- **What the task requires**:
Starting at the line containing "trace the outline of every instance of the white" and continuing to the end of the data, swap "white sneaker" for "black sneaker". Output only those lines, leaving everything else unchanged.

──────────

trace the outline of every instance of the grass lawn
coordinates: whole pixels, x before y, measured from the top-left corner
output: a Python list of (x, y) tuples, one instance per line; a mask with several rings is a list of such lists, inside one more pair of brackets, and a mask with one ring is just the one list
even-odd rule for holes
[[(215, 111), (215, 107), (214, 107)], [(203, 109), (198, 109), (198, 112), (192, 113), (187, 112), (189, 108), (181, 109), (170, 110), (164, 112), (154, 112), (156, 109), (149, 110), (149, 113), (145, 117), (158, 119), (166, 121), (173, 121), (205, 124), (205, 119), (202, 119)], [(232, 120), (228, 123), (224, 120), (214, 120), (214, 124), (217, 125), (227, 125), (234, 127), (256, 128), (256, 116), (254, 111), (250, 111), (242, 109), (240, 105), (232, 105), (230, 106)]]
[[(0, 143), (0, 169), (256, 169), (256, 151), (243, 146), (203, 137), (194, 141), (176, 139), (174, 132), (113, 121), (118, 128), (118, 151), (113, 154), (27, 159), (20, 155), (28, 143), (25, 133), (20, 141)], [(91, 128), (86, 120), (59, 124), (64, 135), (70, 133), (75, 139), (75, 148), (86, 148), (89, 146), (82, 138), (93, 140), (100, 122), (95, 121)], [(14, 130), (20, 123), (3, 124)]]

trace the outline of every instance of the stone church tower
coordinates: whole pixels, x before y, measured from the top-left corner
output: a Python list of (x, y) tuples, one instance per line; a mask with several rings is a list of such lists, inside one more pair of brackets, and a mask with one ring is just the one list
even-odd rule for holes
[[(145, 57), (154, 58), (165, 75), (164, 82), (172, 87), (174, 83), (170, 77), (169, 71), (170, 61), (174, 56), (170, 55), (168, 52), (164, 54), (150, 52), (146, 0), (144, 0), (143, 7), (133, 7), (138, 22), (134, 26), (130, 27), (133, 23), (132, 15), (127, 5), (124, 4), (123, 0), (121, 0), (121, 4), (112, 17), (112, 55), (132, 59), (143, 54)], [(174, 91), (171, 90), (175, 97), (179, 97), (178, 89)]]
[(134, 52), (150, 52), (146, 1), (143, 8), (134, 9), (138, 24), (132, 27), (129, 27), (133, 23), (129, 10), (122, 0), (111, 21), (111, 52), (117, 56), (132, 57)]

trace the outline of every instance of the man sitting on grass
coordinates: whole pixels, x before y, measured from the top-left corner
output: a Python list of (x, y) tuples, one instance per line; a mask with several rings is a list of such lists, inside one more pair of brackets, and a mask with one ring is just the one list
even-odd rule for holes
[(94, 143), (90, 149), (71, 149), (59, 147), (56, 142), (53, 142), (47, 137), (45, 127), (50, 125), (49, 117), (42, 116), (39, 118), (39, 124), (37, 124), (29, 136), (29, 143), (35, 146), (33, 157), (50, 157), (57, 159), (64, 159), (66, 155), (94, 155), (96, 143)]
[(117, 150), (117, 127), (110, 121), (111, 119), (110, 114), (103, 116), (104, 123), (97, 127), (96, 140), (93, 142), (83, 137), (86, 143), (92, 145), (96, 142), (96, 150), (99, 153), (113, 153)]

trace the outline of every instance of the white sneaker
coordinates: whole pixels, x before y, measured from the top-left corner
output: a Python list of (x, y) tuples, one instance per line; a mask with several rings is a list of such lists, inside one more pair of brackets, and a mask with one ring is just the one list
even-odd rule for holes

──────────

- **Task result**:
trace the outline of every instance of the black sneaker
coordinates: whole pixels, x before y, measured from the top-left corner
output: a Python list of (x, y) tuples, one instance per line; a mask with several rings is a list of such lists, inside one more pair of brackets, and a mask with one ring is just the one list
even-odd rule for holes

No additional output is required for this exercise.